Samson (Critique)

Samson

de : Jean-Philippe RAMEAU
Livret : Voltaire
Direction musicale : Raphaël PICHON
Mise en scène : Claus GUTH
Scénographie : Étienne PLUSS
Costumes : Ursula KUDRNA
Dramaturgie : Yvonne GEBAUER
Lumières et création vidéo : Bertrand COUDERC
Chorégraphie : Sommer ULRICKSON
Son : Mathis NITSCHKE
Collaboration à l’écriture : Eddy GARAUDEL
Reprise de la mise en scène : Romain GILBERT
Assistant à la direction musicale: Sammy EL GHADAB Artiste de l’Académie
Reprise de la chorégraphie : Gal FEFFERMAN
Assistante costumes : Coline PRIVAT
Assistant lumières : Gilles BOTTACCHI
Coordinatrice d’intimité : Sara BRODIE
Directeur d’études musicales : Pierre GALLON

Avec :
Jarrett OTT, Ana Maria LABIN, Julie ROSET, Mirco PALAZZI, Laurence KILSBY, Camille CHOPIN, Richard PITTSINGER, René RAMOS, Andrea FERREOL, Pascal LIFSCHUTZ, Léon PROST ou Isaac MUNIESA,
Krausz Theo EMIL, Gal FEFFERMAN, Victoria McCONNELL, Manuel MEZA, Rouven PABST, Francesco PACELLI, Dan PELLEG, Marion PLANTEY, Robin ROHRMANN, Victor VILLARREAL, Marko WEIGERT, Alexandre CHARLET, Adrian CONQUET , Philippe GOUMAS, Hugo COLLIN

Choeur et Orchestre : Ensemble Pygmalion

Et avec les enfants de la Maîtrise Populaire de l’Opéra-Comique – en alternance

A L’opera Comique

Jusqu’au 23 Mars 2025

C’est encore une jolie proposition que fait l’Opéra Comique avec cette version de Samson.

[Données fournies]:
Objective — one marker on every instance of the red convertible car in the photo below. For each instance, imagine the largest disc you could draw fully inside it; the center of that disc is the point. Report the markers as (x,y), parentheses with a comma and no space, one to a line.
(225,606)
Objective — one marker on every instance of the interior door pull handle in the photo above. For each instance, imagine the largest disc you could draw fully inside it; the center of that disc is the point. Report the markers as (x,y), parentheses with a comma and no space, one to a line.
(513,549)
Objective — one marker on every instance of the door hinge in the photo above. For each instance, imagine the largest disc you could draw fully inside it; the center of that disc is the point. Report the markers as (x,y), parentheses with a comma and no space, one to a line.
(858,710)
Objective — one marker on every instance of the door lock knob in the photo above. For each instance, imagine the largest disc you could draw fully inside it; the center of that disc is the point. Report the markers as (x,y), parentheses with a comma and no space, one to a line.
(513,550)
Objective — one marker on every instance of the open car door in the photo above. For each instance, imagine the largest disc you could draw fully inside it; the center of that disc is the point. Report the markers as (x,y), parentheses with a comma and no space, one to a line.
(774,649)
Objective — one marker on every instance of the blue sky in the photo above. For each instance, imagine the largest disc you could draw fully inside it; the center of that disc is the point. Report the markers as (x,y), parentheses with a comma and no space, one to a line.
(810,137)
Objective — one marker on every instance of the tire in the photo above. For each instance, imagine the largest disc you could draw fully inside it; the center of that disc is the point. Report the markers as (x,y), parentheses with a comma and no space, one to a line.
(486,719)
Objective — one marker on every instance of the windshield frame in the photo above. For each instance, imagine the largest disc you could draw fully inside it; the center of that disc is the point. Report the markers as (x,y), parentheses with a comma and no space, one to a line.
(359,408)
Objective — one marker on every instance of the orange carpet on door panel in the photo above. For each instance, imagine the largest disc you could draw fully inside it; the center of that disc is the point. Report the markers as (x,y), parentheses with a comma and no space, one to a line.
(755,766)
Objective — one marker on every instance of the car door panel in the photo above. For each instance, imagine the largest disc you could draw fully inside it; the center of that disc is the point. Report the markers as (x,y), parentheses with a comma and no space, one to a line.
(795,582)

[Liste des tâches]:
1. Dans la critique de Samson, à qui la mise en scène est-elle attribuée ?
2. Prolongez la critique de Samson à partir de sa dernière phrase.

[Exercices corrigés]:
1. Claus GUTH

2.
Ici, l’œuvre mêle habillement chant, musique, jeu parlé, danse avec pour chaque spécialité intrinsèquement liée aux autres un niveau très élévé. Dès les premières notes jouées par l’orchestre, on est pris d’une très agréable confusion sensorielle. Elle est, presque immédiatement confirmée par le chant entonné par le chœur. On frisonne devant tant d’application, tant de beauté dans l’écriture de la partition. Des siècles après sa composition, elle sonne toujours avec modernité. Jean-Philippe RAMEAU, en avance sur son époque ? A n’en pas douter oui mais c’est aussi le directeur musical, Raphaël PICHON , qui a su insuffler cette vigueur à la partition. Une partition qui se révèle, du fait de la censure que le livret de Samson écrit par Voltaire avait subi à l’époque, être un patchwork d’opéras divers et variés. C’est sûrement cette singularité qui fait que chaque morceau est très contrasté.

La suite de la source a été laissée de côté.